Document:
● ● ● ● ● ● ●
After quickly pondering the comments laid before me, I say this to those ignorant of me and shocked by words, that when typed, seemed rather subdued from initial thought.

First off, let it be known, I wish no quarrel with anyone, even our dear Captain, they were words of a light heart indeed, but in saying that, If my statement was to be treated as an insult, then why not the Captains? Because he has been in this forum longer? I presume, or maybe his words did not seem as such, when mine did, to the unknowing eye anyway. For new I am to this forum indeed, but already have I tarried over our beloved Captains posts here, as well as on Middle-Earth-RPG, works riddled with typos and misspellings, poor wording, off topic rabble, not to mention the greatest sin, a less than mediocre knowledge of Tolkien’s art. It troubles me though, to bring such up, but I felt I should explain myself, and so I have. For his words seemed very much ludicrous and in fact ridiculous when viewed, further beggaring my response, and I shall say nay to an apology, though I note none was asked.
● ● ● ● ● ● ●
Instruction: List every fault the forum post finds in the Captain's posts, in the order the post gives them. Rely only on the forum post above.

[Position annotation records]
● ● ● ● ● ● ●
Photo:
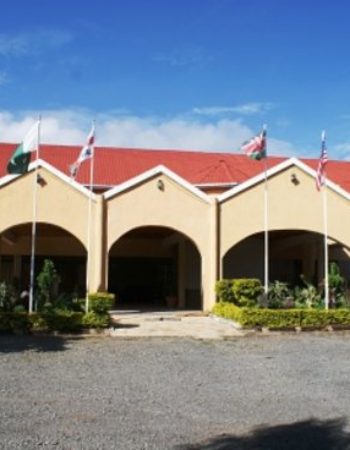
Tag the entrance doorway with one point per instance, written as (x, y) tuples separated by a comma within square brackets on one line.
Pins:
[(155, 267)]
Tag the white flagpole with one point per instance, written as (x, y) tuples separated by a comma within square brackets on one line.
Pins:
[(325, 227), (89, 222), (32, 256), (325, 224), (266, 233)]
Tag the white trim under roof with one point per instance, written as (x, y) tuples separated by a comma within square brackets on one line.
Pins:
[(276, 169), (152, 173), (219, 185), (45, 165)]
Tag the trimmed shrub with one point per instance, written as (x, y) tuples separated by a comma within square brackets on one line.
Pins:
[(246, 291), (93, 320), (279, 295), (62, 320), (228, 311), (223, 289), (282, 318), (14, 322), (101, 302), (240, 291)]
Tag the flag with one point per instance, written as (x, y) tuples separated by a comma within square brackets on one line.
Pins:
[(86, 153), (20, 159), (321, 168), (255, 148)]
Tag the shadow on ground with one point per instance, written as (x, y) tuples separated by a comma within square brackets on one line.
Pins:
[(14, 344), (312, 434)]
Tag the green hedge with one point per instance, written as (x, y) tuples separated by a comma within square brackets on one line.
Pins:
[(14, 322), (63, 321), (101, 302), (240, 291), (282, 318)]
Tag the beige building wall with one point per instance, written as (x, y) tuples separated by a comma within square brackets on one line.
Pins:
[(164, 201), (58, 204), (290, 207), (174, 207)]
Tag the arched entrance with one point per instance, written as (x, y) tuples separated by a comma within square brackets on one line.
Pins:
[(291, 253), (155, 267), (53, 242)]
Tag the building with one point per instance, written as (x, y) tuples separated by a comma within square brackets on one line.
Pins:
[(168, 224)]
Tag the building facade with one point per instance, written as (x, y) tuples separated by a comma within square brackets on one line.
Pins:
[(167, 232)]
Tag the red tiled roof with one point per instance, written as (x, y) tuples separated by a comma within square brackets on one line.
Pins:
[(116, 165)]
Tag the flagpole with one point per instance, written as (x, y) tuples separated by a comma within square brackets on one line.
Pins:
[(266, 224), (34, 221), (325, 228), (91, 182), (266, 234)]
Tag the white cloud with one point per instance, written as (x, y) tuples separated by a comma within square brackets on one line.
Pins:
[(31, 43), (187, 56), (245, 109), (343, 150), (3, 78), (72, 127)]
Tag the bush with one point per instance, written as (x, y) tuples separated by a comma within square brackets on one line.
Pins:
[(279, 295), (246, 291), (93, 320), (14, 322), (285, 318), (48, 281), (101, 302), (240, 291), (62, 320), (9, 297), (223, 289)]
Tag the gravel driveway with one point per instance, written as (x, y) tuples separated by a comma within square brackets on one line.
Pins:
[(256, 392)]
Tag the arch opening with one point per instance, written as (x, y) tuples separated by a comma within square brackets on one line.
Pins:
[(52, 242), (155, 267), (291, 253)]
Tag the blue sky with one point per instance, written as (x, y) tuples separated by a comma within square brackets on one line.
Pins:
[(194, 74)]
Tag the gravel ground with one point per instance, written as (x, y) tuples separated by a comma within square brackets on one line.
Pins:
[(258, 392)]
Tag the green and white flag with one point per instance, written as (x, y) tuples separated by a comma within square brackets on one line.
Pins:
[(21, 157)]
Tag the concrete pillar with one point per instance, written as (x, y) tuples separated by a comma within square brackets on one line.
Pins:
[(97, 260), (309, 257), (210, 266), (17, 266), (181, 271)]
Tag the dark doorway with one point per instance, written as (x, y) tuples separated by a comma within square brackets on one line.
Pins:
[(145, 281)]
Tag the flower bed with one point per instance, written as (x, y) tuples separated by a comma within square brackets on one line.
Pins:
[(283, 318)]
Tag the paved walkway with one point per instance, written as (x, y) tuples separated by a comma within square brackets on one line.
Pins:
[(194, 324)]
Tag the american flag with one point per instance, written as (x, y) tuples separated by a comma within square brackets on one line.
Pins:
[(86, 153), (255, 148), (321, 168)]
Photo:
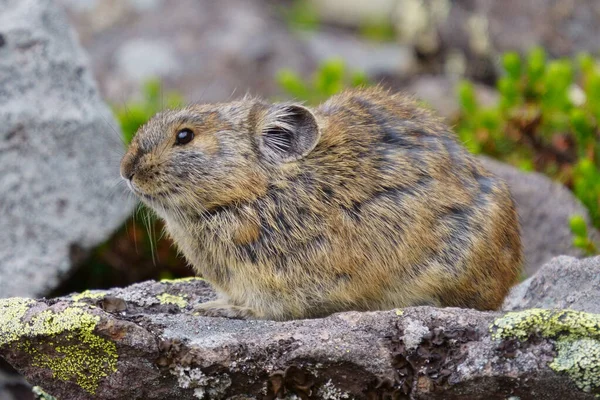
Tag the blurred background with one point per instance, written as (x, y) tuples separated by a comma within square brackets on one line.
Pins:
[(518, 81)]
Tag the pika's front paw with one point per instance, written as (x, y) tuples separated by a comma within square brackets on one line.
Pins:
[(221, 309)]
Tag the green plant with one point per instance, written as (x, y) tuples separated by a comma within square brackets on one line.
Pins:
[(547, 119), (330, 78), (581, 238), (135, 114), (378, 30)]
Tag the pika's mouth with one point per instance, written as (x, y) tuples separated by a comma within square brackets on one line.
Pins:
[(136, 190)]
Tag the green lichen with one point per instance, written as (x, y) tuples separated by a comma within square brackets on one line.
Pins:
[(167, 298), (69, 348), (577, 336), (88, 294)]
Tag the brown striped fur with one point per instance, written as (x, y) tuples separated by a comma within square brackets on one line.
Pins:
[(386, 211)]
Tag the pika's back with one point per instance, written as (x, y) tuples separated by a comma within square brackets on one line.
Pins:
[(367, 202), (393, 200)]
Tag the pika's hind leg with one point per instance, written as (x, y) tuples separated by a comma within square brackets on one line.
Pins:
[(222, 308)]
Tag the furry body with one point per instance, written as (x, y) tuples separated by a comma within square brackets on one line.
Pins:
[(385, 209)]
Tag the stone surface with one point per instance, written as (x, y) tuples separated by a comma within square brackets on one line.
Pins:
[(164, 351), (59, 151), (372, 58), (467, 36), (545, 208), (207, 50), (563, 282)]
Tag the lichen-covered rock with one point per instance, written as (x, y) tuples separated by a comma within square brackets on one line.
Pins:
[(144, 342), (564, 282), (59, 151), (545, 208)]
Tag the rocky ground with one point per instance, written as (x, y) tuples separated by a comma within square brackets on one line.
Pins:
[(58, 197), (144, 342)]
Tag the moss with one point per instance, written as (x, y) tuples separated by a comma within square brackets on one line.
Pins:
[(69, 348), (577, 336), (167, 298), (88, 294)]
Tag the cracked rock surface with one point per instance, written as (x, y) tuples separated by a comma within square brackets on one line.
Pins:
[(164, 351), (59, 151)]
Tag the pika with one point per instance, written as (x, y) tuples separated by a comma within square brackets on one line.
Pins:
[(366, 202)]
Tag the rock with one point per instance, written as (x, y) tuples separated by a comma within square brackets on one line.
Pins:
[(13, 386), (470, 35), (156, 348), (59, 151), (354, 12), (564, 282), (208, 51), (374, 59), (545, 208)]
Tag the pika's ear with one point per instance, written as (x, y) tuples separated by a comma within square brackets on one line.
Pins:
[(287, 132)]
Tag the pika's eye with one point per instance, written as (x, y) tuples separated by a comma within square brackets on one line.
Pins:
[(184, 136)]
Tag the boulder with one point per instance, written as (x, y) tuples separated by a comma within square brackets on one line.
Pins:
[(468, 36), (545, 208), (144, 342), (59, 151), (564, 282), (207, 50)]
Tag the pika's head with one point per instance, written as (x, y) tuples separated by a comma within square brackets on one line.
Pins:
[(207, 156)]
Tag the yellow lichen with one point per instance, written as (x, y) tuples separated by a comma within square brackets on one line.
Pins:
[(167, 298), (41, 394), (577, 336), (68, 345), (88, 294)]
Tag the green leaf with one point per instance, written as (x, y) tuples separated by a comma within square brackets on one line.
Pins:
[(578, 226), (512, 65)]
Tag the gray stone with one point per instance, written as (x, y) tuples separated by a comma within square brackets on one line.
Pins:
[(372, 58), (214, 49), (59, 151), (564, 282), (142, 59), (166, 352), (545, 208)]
● ● ● ● ● ● ●
Reply to the exercise: Typos and misspellings; poor wording; off-topic rabble; a less than mediocre knowledge of Tolkien's art.